■ Natural language region descriptions
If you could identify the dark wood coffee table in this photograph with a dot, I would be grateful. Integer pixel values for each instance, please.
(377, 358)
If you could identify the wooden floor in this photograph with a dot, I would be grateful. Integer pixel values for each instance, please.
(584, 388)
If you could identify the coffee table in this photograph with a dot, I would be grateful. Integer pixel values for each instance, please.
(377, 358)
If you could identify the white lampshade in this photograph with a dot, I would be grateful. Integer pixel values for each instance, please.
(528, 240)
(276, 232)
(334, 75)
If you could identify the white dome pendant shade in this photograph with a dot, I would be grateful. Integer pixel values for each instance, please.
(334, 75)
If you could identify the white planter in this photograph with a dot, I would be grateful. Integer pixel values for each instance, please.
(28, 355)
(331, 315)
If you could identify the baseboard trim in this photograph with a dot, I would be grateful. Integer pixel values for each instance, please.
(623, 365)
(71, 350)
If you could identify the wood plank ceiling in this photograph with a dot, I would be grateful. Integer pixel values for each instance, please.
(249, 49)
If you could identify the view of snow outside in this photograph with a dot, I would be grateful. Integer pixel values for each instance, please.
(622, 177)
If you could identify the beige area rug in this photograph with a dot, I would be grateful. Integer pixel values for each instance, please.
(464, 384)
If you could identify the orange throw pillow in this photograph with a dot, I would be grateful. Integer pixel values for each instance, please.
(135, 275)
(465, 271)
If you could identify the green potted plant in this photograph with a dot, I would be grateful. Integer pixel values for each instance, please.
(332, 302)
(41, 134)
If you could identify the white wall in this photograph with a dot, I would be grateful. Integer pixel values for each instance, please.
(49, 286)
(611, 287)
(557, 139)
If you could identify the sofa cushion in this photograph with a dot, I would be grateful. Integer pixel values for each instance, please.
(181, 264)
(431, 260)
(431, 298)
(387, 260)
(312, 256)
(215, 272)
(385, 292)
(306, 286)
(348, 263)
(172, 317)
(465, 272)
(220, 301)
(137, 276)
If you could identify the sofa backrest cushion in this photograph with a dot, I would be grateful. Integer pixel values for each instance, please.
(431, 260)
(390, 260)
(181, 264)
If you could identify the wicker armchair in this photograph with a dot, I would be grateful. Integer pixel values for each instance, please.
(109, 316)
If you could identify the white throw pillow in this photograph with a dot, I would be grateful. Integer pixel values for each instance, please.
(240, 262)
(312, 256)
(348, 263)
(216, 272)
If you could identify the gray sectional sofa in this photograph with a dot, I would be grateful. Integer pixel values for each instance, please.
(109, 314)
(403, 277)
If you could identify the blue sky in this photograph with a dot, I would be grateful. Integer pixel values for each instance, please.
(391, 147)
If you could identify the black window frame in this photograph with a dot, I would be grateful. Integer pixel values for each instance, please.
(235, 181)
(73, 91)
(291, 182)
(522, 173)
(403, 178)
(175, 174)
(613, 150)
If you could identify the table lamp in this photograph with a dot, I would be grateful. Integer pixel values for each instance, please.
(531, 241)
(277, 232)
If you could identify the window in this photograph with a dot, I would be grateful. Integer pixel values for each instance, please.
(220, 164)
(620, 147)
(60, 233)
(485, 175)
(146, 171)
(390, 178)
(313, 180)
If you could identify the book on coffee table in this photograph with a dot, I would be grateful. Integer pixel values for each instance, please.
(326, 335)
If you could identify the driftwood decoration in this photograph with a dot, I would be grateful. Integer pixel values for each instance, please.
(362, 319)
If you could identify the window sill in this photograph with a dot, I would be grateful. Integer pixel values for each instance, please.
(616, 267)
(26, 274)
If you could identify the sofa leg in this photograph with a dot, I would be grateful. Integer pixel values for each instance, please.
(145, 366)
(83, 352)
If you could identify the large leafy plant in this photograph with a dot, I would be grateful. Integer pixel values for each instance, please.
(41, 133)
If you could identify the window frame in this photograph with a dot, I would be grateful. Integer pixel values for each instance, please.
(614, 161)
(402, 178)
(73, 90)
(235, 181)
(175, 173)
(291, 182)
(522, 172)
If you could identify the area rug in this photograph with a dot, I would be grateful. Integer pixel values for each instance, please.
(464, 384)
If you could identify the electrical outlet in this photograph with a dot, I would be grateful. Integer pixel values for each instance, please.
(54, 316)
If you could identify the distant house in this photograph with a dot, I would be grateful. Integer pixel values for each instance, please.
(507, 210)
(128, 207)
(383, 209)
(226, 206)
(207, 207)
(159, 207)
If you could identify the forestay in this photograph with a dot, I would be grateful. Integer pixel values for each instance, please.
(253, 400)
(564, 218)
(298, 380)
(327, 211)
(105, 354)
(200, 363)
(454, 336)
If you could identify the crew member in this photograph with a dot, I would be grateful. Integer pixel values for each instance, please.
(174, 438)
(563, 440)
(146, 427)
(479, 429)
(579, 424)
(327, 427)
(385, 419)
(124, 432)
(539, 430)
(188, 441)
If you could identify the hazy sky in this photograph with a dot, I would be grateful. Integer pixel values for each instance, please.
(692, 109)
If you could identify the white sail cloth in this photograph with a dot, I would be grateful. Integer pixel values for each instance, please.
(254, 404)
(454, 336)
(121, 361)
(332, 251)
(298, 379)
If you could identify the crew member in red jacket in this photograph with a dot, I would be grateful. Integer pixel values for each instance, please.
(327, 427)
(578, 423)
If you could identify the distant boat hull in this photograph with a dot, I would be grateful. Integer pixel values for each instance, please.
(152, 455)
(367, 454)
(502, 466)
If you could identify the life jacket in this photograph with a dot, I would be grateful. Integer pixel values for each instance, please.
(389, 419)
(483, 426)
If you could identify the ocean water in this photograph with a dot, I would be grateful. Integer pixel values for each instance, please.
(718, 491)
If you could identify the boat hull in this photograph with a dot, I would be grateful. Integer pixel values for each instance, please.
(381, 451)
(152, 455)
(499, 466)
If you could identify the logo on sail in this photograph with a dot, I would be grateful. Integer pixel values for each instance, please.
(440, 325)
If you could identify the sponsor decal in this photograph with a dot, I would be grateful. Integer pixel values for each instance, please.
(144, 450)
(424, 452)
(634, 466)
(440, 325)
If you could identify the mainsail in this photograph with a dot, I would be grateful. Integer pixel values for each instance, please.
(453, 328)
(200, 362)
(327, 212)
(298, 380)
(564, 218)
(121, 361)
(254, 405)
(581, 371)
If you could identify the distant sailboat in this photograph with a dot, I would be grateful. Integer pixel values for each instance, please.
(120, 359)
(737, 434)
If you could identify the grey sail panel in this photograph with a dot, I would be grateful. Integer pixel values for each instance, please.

■ Your objective
Output the records above precisely.

■ Response area
If you could identify the dark wood coffee table in this photograph with a dot, I would be grateful. Integer pixel values for each instance, please.
(377, 358)
If you could identify the wooden floor in this photograph with a dot, I would be grateful. Integer pixel values for each instance, please.
(584, 388)
If you could identify the coffee table in this photograph with a dot, I would be grateful. Integer pixel values for each instance, please.
(377, 358)
If you could identify the white lampshade in this photograph with a dot, I would be grateful. Integer pixel values for each instance, please.
(528, 240)
(276, 232)
(334, 75)
If you could identify the white dome pendant shade in this photograph with a dot, I would be grateful. Integer pixel values for each instance, please.
(334, 75)
If you could identify the white planter in this photograph with a dot, I would be grateful. Integer pixel values for each instance, please.
(28, 355)
(331, 315)
If you could identify the baseboard trim in this photograph with a dot, I would be grateful. Integer pixel values for each instance, please.
(623, 365)
(71, 350)
If you could identify the wood plank ceiling in this photograph with a dot, I would be grateful. Integer pixel values for each instance, please.
(249, 49)
If you could identify the view of snow outside in this photograph with a dot, I would be grateful. Integer pixel values for each instance, please.
(622, 177)
If you could identify the beige area rug in this photograph with a dot, I would be grateful. Integer pixel values for each instance, please.
(464, 384)
If you could identify the orange throw pillow in this photograph with a dot, I would be grateful. Integer pixel values for each instance, please.
(135, 275)
(465, 271)
If you could identify the green potted plant in this photograph with a dot, I would be grateful. Integer pixel values for each instance, please.
(332, 302)
(41, 134)
If you could identify the white wall in this photograph with a dot, I would be grateful. Integer pixel values for each instance, please.
(49, 286)
(611, 287)
(557, 139)
If you could identify the sofa cushion in this photograph with a dot, I would be grateful. Integer pixel values for each instance, please.
(181, 264)
(431, 260)
(431, 298)
(387, 260)
(312, 256)
(215, 272)
(385, 292)
(306, 286)
(348, 263)
(172, 317)
(465, 272)
(220, 301)
(137, 276)
If you could identify the sofa backrest cushion in this photograph with a dot, I would be grateful. Integer pixel values for each instance, please.
(431, 260)
(390, 260)
(181, 264)
If you could identify the wicker armchair in this photograph with a dot, I would be grateful. Integer pixel values for each instance, please.
(109, 316)
If you could identify the white throw pillow in this photograph with a dot, I would be grateful. Integer pixel values for each instance, please.
(240, 262)
(312, 256)
(348, 263)
(216, 272)
If you could identify the gray sectional sofa in this photograph with a dot, I would be grateful. Integer pixel values for each instance, please.
(109, 314)
(403, 277)
If you could identify the blue sky in this photograph with a dot, I would be grateful. Integer pixel values for each instance, please.
(391, 147)
If you could identify the black window frame in this photograph with a dot, I would be grateful. Integer pixel values for each instance, please.
(235, 181)
(73, 91)
(291, 182)
(522, 173)
(403, 178)
(175, 174)
(613, 150)
If you could identify the table lamp in this photograph with a dot, I would be grateful. Integer pixel values for each instance, please.
(531, 241)
(277, 232)
If you could identify the window in this photograph with a dot, I would be grateful. Integer pixel values for each instance, please.
(220, 164)
(620, 147)
(60, 233)
(485, 175)
(146, 171)
(390, 178)
(313, 180)
If you could identify the book on coffee table in this photograph with a dot, I would be grateful. Integer pixel values for each instance, please.
(326, 335)
If you could identify the driftwood decoration in this photograph with a dot, I would be grateful. Integer pixel values for each instance, please.
(362, 319)
If you could identify the window sill in this photograph with a dot, I would be grateful. Integer pixel values for each instance, please.
(616, 267)
(26, 274)
If you could identify the sofa leg in this photograph with a dot, I would be grateful. Integer pixel values for each instance, please.
(145, 366)
(83, 352)
If you could identify the large leafy plant in this photograph with a dot, I would be grateful. Integer pixel values for each instance, please.
(41, 133)
If you could identify the window frame in this photograph with a dot, I would be grateful. Integer pixel values for each instance, please.
(614, 161)
(402, 178)
(73, 90)
(235, 181)
(175, 173)
(291, 182)
(522, 172)
If you could identify the area rug in this photograph with a dot, I would be grateful. Integer pixel values for each instance, please.
(464, 384)
If you could identify the electrical outlet in this photograph with a dot, I would be grateful. Integer pixel values for each instance, please.
(54, 316)
If you could identify the distant house in this photograph with a dot, I would be grateful. Integer pixel values for each instance, please.
(507, 210)
(128, 207)
(383, 209)
(226, 206)
(207, 207)
(159, 207)
If you could identify the forestay in this photograph with a dot, I would be grateful. Integer pixel values for each instance, please.
(253, 400)
(564, 218)
(298, 380)
(327, 211)
(105, 354)
(200, 363)
(454, 336)
If you could identify the crew member in this photograph with a dot, I would be grateful. Integer pixel values for each instance, please.
(174, 438)
(563, 440)
(146, 427)
(479, 429)
(579, 424)
(327, 427)
(385, 419)
(124, 432)
(539, 430)
(188, 441)
If you could identify the hazy sky in this photograph with a dot, I would be grateful. Integer pixel values for each instance, please.
(692, 109)
If you could identify the white sail cloth in this photograph with a dot, I would be grateful. Integer pixel values for each instance, please.
(254, 404)
(454, 336)
(121, 361)
(332, 251)
(298, 379)
If you could identify the crew member in red jacket in this photograph with a dot, I would be grateful. Integer pixel values for each instance, please.
(327, 427)
(578, 423)
If you could identify the distant boat hull in this photograph with a dot, I would be grateful. Integer pixel values for each instance, please.
(152, 455)
(367, 454)
(502, 466)
If you could identify the life jacket in this photograph with a dot, I would be grateful. Integer pixel values for each instance, please.
(389, 419)
(483, 426)
If you could identify the ocean water in this photograph with a dot, I would be grateful. Integer pixel values for each instance, please.
(718, 491)
If you could identify the boat hull in this photograph with a dot, I would be grateful. Integer pixel values for each instance, please.
(381, 451)
(152, 455)
(499, 466)
If you could identify the logo on sail in this photograph with a dot, I would be grateful. Integer pixel values for each instance, please.
(440, 325)
If you could identify the sponsor decal in this photograph with a dot, I would be grateful. Integer pixel values for each instance, please.
(144, 450)
(424, 452)
(634, 466)
(440, 325)
If you could identify the mainsail in this photograph with a dot, I would be grateful. Integer pixel values for each instance, please.
(453, 328)
(200, 362)
(327, 212)
(298, 380)
(564, 218)
(121, 361)
(254, 405)
(581, 371)
If you could identify the distant sailboat in this photograph with a dot, I would be grateful. Integer pixel values for each instance, please.
(120, 359)
(737, 434)
If you could identify the grey sail panel in this photograph with a dot, I would be grateful. Integer pixel values for each instance, please.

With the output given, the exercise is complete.